* **Assignment**:
Only the lines that hold "rough" should be in the answer, each copied from the data below.

* **Records provided**:

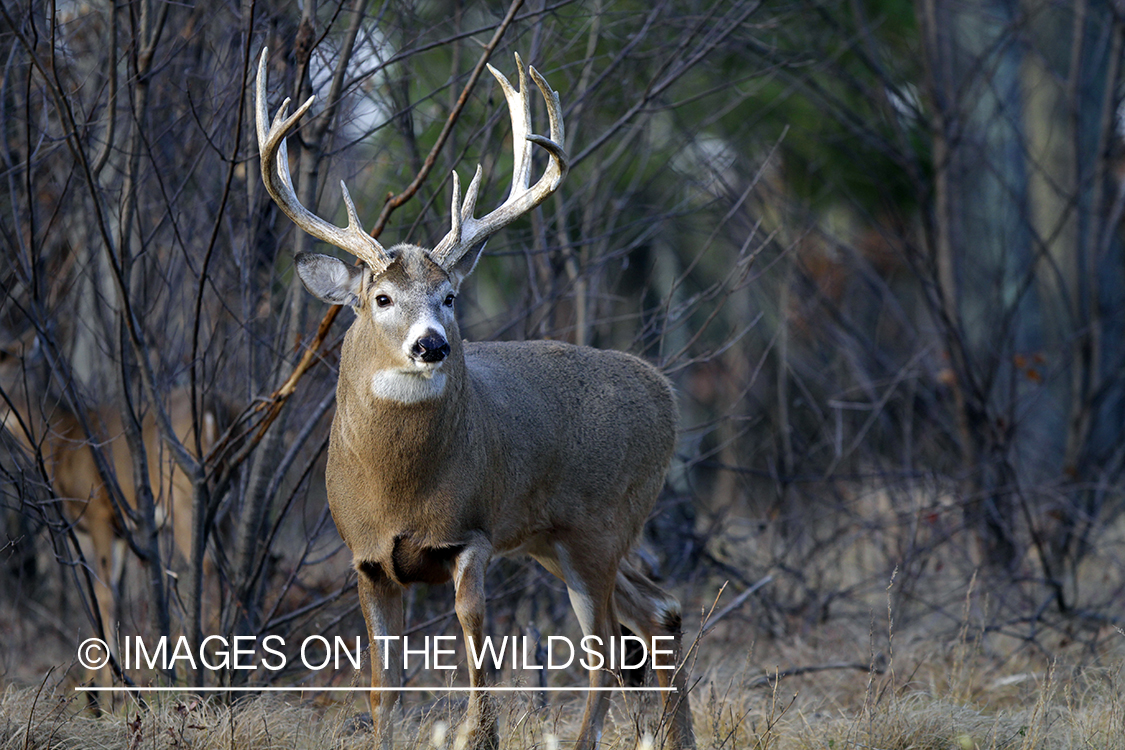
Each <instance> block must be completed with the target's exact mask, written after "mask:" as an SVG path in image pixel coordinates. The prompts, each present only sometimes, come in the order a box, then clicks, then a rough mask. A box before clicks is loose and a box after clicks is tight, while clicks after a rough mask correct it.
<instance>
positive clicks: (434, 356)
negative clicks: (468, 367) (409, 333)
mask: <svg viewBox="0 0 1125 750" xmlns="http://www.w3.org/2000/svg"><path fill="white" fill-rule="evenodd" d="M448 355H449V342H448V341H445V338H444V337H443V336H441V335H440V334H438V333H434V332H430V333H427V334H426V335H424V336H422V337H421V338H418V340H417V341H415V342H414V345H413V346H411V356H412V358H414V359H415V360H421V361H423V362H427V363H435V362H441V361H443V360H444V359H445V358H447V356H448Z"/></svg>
---
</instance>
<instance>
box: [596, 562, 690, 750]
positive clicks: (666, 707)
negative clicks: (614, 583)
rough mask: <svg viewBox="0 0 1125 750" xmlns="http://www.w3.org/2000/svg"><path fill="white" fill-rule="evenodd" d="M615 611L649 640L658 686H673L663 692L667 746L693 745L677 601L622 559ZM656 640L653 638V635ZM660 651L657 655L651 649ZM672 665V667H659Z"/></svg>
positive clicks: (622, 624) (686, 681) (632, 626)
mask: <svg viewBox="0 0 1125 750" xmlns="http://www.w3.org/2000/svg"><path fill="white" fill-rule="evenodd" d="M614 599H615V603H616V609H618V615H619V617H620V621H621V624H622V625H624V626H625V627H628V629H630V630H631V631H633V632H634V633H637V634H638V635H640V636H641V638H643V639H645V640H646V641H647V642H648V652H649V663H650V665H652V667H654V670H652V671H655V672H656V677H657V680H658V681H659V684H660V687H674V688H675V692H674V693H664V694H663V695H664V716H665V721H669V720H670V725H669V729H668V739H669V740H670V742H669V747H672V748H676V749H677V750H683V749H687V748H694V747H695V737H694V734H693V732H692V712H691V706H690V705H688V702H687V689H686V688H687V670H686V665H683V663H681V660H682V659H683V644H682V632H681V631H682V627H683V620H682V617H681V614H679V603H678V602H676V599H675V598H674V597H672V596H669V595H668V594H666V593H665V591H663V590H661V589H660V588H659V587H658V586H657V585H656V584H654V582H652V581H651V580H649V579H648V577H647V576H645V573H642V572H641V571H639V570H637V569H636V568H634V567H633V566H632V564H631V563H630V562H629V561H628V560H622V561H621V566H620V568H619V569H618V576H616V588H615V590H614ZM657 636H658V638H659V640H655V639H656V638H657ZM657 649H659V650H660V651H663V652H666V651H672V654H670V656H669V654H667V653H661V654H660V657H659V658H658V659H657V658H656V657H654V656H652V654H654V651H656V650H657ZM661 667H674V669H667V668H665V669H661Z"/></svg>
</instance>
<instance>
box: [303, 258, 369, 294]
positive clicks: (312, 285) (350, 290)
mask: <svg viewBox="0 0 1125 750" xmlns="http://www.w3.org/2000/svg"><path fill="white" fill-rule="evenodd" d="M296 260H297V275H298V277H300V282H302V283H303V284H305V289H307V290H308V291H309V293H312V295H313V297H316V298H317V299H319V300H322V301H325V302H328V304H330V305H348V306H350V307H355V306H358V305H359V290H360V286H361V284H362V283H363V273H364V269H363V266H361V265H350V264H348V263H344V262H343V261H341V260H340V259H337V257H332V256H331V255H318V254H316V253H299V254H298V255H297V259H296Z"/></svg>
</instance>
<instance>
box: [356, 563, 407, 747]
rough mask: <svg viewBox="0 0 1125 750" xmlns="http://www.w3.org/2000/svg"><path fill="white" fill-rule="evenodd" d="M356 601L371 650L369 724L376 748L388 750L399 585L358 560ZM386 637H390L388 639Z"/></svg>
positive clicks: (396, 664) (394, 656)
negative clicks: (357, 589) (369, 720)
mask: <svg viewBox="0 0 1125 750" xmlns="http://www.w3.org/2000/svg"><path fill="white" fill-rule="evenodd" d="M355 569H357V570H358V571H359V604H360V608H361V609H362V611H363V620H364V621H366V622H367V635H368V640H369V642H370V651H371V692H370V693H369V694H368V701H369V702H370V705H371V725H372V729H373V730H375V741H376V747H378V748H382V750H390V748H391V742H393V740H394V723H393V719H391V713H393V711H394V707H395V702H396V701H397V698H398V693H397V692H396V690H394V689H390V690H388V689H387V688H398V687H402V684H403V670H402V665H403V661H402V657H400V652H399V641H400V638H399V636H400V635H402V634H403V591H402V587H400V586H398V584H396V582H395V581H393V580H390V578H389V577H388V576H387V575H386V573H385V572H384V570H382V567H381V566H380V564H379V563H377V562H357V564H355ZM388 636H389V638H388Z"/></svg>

* **Solution to this problem**:
Each <instance> block must be completed with the target's exact mask, written after "mask:" as an SVG path in image pixel coordinates. The prompts, each present only sometimes, come in the order a box, then clicks, then a rough mask. A box before clicks is loose and a box after clicks is tight, while clicks after a rough mask correct it.
rough mask: <svg viewBox="0 0 1125 750" xmlns="http://www.w3.org/2000/svg"><path fill="white" fill-rule="evenodd" d="M615 611L649 640L658 686H673L663 692L667 746L693 745L677 601L622 559ZM656 640L653 638V635ZM660 651L657 655L651 649ZM672 665V667H659Z"/></svg>
rough mask: <svg viewBox="0 0 1125 750" xmlns="http://www.w3.org/2000/svg"><path fill="white" fill-rule="evenodd" d="M356 601L371 650L369 724L376 748L388 750L399 585L358 560ZM386 637H390L388 639Z"/></svg>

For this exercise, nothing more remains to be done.